Task to complete: Please pick out and copy every line of the data below that contains the word "grass". Case counts.

+===+

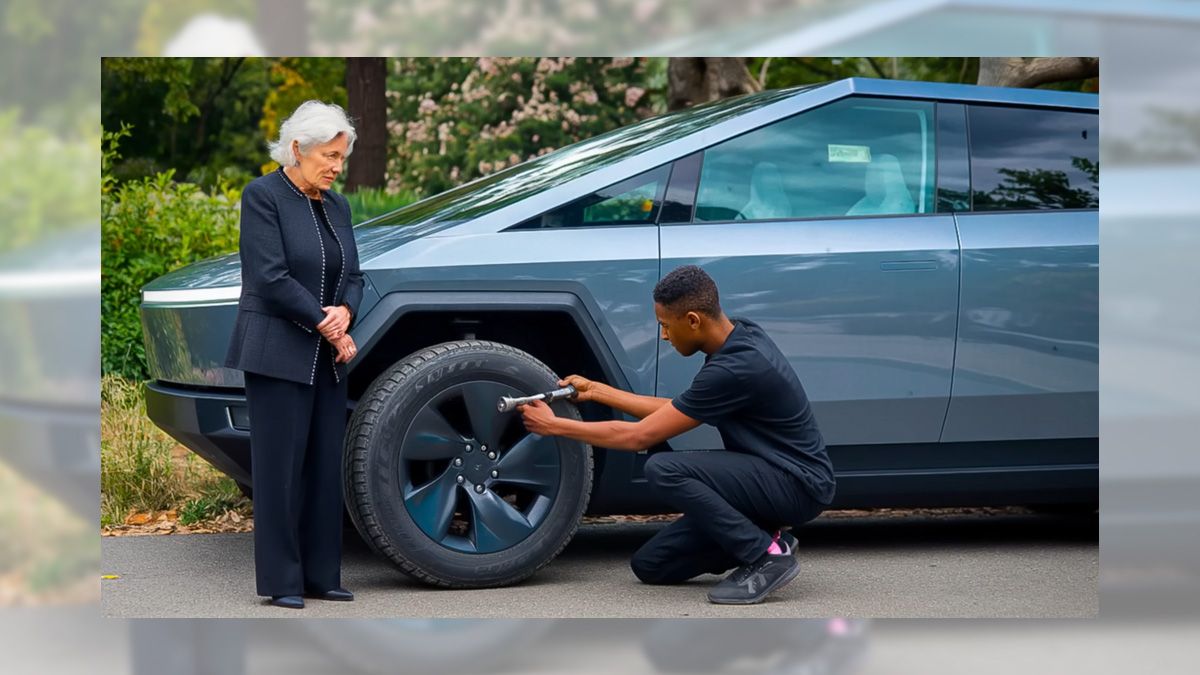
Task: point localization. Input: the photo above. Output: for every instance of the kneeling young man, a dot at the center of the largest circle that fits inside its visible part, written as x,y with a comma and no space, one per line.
774,471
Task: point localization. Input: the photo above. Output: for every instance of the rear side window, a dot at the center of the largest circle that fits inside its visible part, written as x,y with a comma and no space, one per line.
853,157
1030,159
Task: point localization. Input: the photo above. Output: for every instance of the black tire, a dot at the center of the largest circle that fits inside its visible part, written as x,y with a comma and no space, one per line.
417,508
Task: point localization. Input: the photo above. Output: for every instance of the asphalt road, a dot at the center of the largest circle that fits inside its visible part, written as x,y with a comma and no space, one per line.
919,566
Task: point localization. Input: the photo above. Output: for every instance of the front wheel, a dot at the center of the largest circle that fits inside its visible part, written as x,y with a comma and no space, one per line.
451,491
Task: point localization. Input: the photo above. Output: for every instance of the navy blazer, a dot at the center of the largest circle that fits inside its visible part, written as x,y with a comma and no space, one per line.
282,270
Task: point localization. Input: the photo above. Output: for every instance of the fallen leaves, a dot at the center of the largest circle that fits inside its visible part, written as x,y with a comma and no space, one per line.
141,524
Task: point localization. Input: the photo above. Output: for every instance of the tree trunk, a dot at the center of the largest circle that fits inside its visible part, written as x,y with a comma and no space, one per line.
691,81
366,94
1035,72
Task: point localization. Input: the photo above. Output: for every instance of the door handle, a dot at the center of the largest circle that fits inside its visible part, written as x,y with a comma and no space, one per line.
907,266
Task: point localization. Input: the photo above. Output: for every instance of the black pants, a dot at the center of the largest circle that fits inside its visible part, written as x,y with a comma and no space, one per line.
295,437
731,503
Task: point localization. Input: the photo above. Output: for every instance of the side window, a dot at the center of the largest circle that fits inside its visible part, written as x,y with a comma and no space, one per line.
853,157
1025,159
635,201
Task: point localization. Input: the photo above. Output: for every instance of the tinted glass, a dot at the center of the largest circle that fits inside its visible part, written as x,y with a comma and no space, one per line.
855,157
504,187
635,201
1025,159
953,163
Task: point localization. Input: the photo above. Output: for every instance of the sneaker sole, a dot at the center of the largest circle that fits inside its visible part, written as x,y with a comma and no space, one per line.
783,581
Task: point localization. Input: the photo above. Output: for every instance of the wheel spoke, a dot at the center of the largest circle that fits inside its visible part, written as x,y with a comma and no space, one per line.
532,463
431,437
485,422
432,505
497,525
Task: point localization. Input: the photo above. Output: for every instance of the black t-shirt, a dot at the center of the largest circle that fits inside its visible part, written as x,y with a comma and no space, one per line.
749,392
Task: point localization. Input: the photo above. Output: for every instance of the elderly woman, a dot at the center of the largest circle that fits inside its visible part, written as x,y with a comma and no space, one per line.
300,291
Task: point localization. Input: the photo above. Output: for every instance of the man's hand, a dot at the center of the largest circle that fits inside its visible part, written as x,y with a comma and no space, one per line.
539,418
346,348
583,387
335,323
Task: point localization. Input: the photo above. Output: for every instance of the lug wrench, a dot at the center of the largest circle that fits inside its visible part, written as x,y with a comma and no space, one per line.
508,402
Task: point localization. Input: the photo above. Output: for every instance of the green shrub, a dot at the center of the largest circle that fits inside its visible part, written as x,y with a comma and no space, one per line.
371,202
54,185
148,228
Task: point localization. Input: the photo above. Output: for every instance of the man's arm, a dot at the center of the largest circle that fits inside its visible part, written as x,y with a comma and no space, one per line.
625,401
661,424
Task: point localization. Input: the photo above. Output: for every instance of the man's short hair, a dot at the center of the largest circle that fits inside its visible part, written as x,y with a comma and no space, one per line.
688,288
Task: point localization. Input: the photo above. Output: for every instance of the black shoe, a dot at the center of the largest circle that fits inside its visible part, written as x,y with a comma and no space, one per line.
751,583
289,602
337,595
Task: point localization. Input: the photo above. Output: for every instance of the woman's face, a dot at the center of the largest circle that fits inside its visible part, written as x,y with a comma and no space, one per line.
323,162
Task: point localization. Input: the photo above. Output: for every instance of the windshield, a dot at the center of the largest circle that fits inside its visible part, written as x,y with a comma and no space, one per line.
504,187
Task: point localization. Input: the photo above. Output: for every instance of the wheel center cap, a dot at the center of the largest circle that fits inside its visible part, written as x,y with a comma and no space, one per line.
477,469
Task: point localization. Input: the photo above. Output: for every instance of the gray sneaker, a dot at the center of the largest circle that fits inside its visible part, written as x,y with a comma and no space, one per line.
750,584
786,542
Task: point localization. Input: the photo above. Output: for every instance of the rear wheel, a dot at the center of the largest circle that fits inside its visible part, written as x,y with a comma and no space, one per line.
451,491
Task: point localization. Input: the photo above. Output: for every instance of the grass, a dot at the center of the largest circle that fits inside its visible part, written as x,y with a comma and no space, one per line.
215,499
142,470
48,554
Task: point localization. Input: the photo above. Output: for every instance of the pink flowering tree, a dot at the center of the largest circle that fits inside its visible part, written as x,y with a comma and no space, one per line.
455,119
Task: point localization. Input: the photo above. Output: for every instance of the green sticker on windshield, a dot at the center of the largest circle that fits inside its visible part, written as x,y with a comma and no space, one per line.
850,153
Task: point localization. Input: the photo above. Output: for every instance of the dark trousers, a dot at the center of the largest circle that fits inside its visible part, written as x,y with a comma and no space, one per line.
731,503
295,438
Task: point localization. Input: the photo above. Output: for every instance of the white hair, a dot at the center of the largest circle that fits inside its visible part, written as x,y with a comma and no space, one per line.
312,124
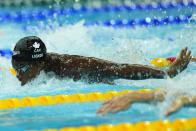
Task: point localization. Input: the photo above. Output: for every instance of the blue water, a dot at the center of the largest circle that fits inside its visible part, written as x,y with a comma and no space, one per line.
122,45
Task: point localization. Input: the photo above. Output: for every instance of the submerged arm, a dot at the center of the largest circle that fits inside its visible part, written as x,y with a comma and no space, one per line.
179,102
123,102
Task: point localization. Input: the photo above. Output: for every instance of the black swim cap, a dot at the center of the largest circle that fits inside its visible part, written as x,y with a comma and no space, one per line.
29,49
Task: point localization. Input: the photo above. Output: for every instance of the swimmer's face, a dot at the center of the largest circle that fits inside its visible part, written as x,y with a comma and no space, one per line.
25,72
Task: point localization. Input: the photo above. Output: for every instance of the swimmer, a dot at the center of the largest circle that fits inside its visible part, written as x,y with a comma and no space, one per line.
123,102
30,57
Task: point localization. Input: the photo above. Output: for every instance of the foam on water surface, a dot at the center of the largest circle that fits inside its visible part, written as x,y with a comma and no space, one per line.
123,45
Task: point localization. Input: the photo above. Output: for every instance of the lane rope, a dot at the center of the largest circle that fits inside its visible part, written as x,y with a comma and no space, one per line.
128,23
10,103
41,14
159,125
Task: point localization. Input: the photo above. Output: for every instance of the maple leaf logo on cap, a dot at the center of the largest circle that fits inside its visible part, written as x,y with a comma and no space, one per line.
36,45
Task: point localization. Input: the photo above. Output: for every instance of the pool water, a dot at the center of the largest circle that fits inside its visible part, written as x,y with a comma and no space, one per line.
123,45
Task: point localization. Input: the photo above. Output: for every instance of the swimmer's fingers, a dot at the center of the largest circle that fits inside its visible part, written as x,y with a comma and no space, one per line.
120,108
104,109
175,106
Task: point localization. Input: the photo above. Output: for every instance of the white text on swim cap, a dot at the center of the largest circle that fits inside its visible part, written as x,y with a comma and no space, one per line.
37,56
16,52
36,45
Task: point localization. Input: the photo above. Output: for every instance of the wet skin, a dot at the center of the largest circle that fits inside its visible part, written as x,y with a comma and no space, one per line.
97,70
123,102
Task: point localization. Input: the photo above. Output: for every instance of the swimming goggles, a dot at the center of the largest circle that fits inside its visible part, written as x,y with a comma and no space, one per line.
23,69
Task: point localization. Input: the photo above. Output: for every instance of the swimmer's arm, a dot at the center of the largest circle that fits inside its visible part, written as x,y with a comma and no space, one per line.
123,102
179,102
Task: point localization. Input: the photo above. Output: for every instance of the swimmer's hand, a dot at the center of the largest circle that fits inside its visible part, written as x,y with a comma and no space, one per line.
116,104
180,63
178,103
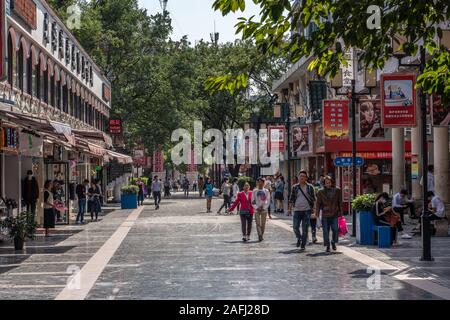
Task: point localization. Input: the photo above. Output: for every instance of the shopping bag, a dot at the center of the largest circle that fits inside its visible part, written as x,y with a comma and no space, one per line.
343,230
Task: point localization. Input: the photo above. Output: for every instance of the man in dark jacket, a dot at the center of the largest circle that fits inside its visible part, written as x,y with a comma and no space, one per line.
30,192
302,200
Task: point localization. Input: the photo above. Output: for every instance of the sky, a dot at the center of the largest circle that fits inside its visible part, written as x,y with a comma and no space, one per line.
195,18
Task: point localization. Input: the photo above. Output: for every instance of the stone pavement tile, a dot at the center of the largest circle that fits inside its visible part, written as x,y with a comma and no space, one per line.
193,255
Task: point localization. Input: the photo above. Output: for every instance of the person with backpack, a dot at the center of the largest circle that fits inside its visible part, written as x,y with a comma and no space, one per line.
329,200
246,211
302,200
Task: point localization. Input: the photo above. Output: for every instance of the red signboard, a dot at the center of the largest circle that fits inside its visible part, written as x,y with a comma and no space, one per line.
115,126
158,161
335,120
398,102
277,138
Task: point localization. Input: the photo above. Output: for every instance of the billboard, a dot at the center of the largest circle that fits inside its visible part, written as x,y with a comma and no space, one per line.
301,140
370,119
398,100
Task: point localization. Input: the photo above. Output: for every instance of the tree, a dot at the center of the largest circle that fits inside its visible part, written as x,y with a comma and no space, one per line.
343,24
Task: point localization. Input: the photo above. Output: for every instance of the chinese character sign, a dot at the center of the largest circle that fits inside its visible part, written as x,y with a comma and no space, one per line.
158,161
335,120
370,119
398,100
301,140
277,140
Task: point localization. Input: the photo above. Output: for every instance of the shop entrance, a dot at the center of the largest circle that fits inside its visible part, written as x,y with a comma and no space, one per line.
58,171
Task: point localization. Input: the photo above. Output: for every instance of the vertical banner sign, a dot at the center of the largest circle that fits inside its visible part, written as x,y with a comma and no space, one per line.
414,167
158,161
441,114
276,138
2,39
398,100
370,119
301,140
335,122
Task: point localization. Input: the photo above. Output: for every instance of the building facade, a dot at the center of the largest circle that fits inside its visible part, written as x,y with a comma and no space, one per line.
55,105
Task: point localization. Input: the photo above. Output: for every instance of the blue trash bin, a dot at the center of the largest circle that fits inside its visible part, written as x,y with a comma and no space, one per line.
364,228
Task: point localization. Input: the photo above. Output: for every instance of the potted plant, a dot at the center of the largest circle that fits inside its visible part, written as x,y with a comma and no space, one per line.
364,218
20,227
128,198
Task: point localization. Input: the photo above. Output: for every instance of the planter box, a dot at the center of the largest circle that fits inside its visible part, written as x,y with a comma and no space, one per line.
128,201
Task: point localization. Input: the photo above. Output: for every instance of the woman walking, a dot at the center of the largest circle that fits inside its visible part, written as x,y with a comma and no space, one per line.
226,192
95,194
329,200
279,194
244,199
49,211
209,187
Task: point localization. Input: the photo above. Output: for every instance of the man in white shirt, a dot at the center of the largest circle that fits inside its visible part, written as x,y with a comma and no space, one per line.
260,202
430,178
400,203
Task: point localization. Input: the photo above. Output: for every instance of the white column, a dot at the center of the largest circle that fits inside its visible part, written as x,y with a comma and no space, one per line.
441,162
398,159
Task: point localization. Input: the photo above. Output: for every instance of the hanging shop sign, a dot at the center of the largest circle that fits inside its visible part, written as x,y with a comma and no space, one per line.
441,114
158,161
301,140
370,119
10,139
115,126
277,138
398,101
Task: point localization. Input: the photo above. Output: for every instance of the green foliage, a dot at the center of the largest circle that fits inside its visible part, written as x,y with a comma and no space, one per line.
364,202
415,20
22,226
129,189
242,180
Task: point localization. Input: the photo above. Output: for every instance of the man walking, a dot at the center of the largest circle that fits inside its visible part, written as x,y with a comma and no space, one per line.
156,190
260,202
302,200
81,192
329,200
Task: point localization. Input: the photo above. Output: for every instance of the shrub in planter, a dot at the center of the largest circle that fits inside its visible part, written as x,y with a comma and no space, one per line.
364,202
129,197
130,189
19,228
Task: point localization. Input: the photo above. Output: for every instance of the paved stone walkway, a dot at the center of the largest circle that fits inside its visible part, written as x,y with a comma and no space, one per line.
180,252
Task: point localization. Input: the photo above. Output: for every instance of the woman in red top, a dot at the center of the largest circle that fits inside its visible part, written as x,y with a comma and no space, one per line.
244,199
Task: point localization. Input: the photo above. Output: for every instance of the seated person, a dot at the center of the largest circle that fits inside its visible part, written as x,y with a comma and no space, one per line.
385,216
400,203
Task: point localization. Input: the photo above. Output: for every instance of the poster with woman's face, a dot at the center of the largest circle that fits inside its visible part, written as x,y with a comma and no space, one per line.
301,140
370,119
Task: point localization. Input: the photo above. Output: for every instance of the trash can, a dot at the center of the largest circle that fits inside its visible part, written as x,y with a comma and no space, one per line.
364,228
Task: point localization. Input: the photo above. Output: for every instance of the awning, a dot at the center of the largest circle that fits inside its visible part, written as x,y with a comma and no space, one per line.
121,158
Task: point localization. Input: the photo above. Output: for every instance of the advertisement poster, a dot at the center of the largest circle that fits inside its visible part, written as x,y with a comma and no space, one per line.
398,101
441,115
277,140
335,120
301,140
370,119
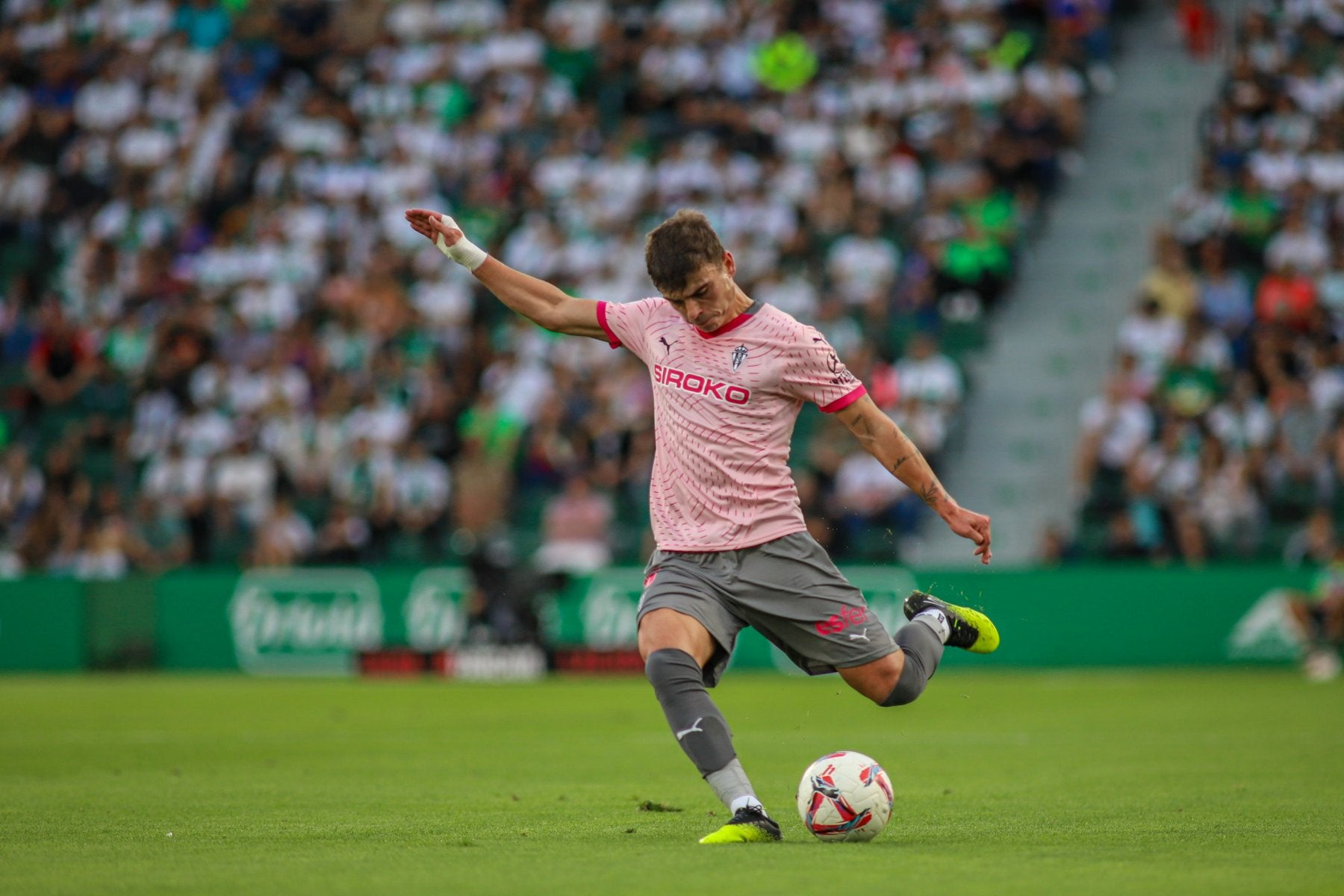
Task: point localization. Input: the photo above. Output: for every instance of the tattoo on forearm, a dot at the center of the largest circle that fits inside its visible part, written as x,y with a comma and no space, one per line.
930,494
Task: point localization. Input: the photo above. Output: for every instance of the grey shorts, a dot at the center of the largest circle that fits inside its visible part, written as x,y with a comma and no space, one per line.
788,590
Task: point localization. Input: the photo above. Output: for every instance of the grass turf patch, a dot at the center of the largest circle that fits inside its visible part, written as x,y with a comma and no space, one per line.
1194,782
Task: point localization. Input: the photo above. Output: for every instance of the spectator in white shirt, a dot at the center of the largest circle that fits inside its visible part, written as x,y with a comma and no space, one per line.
863,265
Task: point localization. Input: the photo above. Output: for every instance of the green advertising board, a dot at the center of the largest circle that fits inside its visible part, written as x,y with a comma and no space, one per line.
42,625
305,621
315,621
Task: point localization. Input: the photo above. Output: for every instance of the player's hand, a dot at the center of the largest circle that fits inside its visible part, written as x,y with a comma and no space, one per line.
972,526
430,225
445,234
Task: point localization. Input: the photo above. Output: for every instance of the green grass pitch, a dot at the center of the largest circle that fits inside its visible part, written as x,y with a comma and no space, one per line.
1051,782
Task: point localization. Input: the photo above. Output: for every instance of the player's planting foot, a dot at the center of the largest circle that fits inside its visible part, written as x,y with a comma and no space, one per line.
749,825
968,629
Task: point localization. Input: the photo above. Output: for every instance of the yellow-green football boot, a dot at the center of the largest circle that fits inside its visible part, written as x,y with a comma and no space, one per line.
749,825
971,629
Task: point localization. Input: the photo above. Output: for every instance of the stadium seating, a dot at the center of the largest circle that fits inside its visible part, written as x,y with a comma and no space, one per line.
210,297
1234,364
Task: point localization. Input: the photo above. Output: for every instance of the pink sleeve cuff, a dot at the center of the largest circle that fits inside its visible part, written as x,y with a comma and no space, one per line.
606,328
844,401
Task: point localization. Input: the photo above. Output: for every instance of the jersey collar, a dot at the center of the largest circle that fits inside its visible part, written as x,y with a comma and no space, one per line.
746,316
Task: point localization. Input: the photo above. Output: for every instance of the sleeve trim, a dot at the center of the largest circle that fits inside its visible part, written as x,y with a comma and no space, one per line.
613,340
844,401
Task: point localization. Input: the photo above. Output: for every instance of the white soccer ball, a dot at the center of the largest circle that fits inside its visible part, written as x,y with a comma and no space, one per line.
844,795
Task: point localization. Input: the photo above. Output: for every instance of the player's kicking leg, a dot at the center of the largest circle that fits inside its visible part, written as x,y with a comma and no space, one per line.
898,679
676,649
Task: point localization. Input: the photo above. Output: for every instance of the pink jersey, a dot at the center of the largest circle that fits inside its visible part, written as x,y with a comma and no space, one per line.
724,411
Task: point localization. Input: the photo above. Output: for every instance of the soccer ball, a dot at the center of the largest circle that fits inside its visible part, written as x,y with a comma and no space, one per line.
844,795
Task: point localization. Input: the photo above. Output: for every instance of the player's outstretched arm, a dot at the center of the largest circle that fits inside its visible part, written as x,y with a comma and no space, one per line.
541,302
883,440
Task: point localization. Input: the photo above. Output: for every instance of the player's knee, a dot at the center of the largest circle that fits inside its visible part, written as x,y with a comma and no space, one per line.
668,665
909,687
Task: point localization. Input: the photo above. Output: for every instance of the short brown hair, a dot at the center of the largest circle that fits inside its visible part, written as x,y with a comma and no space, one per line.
679,247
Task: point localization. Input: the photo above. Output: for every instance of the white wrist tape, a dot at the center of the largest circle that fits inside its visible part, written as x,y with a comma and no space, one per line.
464,252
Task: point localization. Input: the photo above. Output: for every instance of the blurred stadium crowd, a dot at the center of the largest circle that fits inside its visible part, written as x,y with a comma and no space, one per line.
1219,432
222,344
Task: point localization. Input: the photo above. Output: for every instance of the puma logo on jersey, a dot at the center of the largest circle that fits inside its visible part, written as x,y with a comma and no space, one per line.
698,385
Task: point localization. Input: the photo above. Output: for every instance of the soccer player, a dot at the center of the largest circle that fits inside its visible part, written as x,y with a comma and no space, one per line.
732,551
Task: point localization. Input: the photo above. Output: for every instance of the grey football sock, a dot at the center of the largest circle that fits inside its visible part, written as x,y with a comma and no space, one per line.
924,649
698,724
732,785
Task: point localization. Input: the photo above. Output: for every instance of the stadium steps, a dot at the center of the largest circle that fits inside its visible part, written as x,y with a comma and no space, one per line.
1051,344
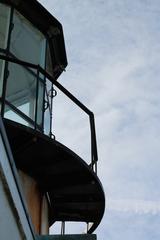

+===+

Right answer:
Task: point localization. Input: the photo above. Output: for every instance of the grass, a dot at the center of the largest circle that fits inside its visible part, written as x,y with a comma and no space, one per line.
Task: point localization. Input: the photo above. Output: for every instance of the grass turf patch, a dot at the center of the largest circle that fits inside its visible part, written as x,y with a comma and no space, one per line.
Task: point localization. Input: the photo above. Output: for every instance of the green grass pitch, a dot at the center of the largest circle that fits inside its visible part, written as x,y with a comma and no space, one per line.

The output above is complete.